[Dataset]
════

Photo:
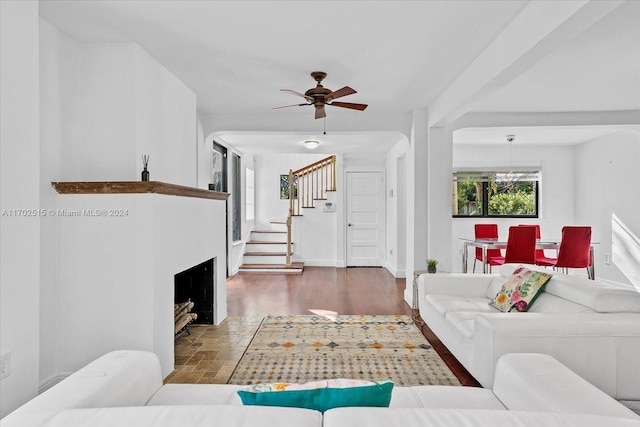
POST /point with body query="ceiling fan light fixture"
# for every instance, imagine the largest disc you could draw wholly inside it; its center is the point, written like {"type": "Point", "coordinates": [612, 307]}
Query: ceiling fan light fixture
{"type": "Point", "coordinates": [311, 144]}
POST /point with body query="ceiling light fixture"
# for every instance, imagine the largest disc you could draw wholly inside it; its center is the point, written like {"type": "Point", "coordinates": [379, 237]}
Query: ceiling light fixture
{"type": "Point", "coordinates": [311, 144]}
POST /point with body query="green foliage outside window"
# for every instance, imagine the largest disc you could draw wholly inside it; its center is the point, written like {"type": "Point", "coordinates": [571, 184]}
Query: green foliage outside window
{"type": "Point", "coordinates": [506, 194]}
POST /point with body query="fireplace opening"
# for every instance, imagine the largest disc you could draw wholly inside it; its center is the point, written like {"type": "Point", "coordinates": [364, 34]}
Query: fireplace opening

════

[Exercise description] Render every line of the records above as a JSON list of strings, with one string per line. Omit blank lines and the pictures.

[Exercise output]
[
  "Photo:",
  "POST /point with body query=\"ceiling fan light fixture\"",
  "# for every instance, imagine the largest disc you could draw wholly inside it; its center is the point, written like {\"type\": \"Point\", \"coordinates\": [612, 307]}",
  "Query: ceiling fan light fixture",
  "{\"type\": \"Point\", \"coordinates\": [311, 144]}",
  "POST /point with body query=\"ceiling light fixture\"",
  "# for every instance, imagine the largest disc you could draw wholly inside it; its center is the point, written like {\"type\": \"Point\", \"coordinates\": [379, 237]}",
  "Query: ceiling light fixture",
  "{\"type\": \"Point\", \"coordinates\": [311, 144]}",
  "POST /point with body query=\"green foliage outside window\"",
  "# for every instance, imagine the largest disc you could draw wholly inside it; its center is the point, written like {\"type\": \"Point\", \"coordinates\": [571, 184]}",
  "Query: green foliage outside window",
  "{\"type\": \"Point\", \"coordinates\": [506, 194]}",
  "POST /point with body query=\"fireplace opening\"",
  "# for every instance, imagine the largest disc you could draw wholly inside it; its center is the point, written like {\"type\": \"Point\", \"coordinates\": [364, 34]}",
  "Query: fireplace opening"
]